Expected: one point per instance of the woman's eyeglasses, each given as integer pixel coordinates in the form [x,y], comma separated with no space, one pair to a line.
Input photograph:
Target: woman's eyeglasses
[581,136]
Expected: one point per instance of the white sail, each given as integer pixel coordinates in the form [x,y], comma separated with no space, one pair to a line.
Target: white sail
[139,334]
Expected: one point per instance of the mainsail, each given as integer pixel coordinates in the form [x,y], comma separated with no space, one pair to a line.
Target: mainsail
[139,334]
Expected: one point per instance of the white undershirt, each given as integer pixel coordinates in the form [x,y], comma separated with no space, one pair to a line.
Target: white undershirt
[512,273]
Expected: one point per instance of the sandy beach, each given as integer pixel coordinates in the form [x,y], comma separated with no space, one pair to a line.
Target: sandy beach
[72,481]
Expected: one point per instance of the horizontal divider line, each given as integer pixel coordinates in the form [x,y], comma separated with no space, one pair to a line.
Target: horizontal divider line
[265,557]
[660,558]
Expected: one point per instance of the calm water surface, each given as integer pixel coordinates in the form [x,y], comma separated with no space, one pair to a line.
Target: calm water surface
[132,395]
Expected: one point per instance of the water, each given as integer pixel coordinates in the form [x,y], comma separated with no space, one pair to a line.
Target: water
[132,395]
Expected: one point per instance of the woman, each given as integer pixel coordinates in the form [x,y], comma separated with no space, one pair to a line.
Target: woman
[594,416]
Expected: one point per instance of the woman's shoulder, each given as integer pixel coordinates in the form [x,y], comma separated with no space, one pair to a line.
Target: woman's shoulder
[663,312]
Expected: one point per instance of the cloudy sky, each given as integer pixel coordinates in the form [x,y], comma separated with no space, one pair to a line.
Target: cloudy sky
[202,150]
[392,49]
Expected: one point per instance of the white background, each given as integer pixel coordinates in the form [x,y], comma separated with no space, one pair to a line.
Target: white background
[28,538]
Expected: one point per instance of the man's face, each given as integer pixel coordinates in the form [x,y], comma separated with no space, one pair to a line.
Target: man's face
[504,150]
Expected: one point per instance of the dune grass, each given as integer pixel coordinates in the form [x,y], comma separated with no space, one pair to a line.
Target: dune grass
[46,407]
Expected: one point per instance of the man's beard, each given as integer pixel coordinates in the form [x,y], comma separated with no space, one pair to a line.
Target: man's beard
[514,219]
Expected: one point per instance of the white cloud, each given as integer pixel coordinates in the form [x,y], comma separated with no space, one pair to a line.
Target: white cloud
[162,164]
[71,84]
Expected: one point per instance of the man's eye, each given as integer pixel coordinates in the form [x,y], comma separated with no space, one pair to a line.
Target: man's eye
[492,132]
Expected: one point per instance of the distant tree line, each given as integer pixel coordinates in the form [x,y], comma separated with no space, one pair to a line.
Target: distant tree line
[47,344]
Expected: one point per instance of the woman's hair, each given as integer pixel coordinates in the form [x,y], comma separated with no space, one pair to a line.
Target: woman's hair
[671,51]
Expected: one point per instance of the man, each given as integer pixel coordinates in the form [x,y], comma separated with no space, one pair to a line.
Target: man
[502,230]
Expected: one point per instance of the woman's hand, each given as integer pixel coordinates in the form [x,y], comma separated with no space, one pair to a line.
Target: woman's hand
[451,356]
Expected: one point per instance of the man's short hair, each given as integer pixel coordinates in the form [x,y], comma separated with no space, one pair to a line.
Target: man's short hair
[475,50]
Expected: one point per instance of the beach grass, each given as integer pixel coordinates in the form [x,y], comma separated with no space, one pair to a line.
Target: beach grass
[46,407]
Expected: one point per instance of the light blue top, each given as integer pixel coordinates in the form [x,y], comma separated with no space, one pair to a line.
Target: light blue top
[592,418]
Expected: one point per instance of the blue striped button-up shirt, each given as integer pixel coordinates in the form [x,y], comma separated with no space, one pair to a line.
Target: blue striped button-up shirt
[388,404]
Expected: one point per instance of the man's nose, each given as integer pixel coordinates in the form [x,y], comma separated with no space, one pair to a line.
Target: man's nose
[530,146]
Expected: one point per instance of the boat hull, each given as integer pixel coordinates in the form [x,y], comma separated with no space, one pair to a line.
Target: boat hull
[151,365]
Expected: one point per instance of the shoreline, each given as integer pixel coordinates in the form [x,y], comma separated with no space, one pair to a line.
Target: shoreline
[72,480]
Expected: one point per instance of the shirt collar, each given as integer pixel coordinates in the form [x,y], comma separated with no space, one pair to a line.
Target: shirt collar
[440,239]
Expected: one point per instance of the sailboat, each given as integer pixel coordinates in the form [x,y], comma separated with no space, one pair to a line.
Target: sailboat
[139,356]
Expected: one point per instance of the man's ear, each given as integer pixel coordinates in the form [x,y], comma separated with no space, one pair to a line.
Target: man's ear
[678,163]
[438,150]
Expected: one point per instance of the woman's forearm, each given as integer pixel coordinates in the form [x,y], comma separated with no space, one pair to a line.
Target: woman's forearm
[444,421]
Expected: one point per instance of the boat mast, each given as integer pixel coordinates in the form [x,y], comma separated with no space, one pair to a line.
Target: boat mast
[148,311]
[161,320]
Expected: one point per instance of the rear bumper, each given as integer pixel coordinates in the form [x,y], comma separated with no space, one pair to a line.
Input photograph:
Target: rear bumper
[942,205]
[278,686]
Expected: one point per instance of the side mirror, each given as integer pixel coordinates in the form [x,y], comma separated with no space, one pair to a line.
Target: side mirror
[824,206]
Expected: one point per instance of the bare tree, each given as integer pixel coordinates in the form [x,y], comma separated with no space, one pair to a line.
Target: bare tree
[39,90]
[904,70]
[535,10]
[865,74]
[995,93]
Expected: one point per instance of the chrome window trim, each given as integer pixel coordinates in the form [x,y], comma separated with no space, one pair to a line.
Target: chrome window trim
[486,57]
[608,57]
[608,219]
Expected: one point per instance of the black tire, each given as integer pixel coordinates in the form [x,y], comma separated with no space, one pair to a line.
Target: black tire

• • • • • • •

EXERCISE REQUIREMENTS: Locate "Expected: one point per instance of the side" in the data above. Then repeat, exactly, its line and each line after it through the last, adding nothing.

TASK ANSWER:
Expected: one point per instance of the side mirror, each given as integer pixel coordinates in the form [x,y], comma separated with no space, one pair to a line.
Target: side mirror
[824,206]
Expected: one point per instance of the bare tree, each given as integer pixel coordinates in the form [x,y], comma separated with no space, one pair to a line.
Target: bare tree
[39,90]
[904,70]
[535,10]
[865,74]
[995,93]
Expected: one point per instance of the chrome window trim, each given as integer pixel coordinates in the form [x,y], comma separated with no space, one pair to a line.
Target: chrome window trim
[486,57]
[608,57]
[608,219]
Expected: one point per instance of the black tire, each given as integer pixel coordinates in the form [x,y], comma separated with no space, one pair to a line.
Target: black tire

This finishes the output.